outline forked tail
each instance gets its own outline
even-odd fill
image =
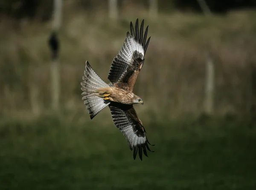
[[[93,71],[89,62],[86,61],[85,70],[81,82],[81,89],[83,91],[82,100],[86,106],[91,119],[93,118],[103,108],[110,103],[105,101],[103,98],[95,94],[99,88],[108,87],[109,86],[99,77]]]

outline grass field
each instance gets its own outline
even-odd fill
[[[97,124],[98,117],[73,124],[49,116],[1,119],[0,189],[256,189],[251,122],[148,122],[155,152],[141,161],[113,124]]]

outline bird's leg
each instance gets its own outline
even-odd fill
[[[110,95],[110,94],[105,94],[103,95],[103,99],[105,100],[109,100],[110,98],[108,96]]]

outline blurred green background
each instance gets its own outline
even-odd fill
[[[256,189],[254,1],[1,1],[0,190]],[[137,18],[151,38],[134,107],[156,144],[142,161],[108,108],[90,119],[80,89],[86,60],[108,82]]]

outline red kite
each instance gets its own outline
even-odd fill
[[[144,56],[150,37],[147,40],[148,26],[143,36],[144,20],[139,29],[138,19],[135,31],[131,22],[131,34],[127,32],[126,38],[121,51],[112,61],[107,84],[96,74],[87,61],[81,83],[84,104],[91,119],[108,106],[113,121],[128,141],[134,158],[139,150],[142,160],[142,150],[148,156],[146,148],[151,152],[145,131],[138,117],[133,104],[143,102],[140,98],[132,92],[137,76],[142,68]],[[140,30],[140,31],[139,31]],[[153,145],[154,146],[154,145]]]

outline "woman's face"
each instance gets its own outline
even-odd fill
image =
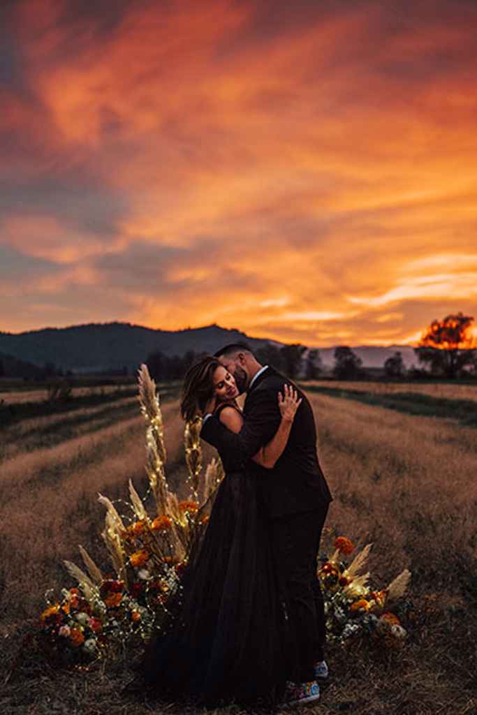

● **SET EXERCISE**
Scale the items from the line holding "outline blurred green background" through the end of the items, both ends included, and write those lines out again with their wording unchanged. Multiply every polygon vertex coordinate in the answers by 0.45 and round to whole numbers, with halves going up, and leave the pictures out.

● **SOLUTION FOR THIS TASK**
outline blurred green background
each instance gets its own outline
even-odd fill
[[[115,85],[114,0],[0,0],[0,86]],[[62,8],[68,17],[60,48],[70,65],[64,72],[49,49],[41,54],[36,40],[39,27],[49,37]]]

outline red kite
each instance gets its own outline
even-odd fill
[[[65,25],[68,17],[66,18],[67,12],[64,16],[65,9],[63,13],[62,9],[61,14],[59,10],[59,15],[57,14],[57,17],[54,23],[50,27],[48,38],[43,33],[39,27],[36,37],[38,47],[41,54],[49,48],[51,54],[58,63],[60,71],[63,68],[64,72],[64,68],[67,70],[66,67],[68,68],[65,59],[62,53],[60,47],[64,46],[63,44],[59,41],[62,34],[64,31]],[[63,14],[63,14],[63,14]],[[69,65],[69,66],[69,65]]]

outline "woman's face"
each instance gets its own outline
even-odd fill
image =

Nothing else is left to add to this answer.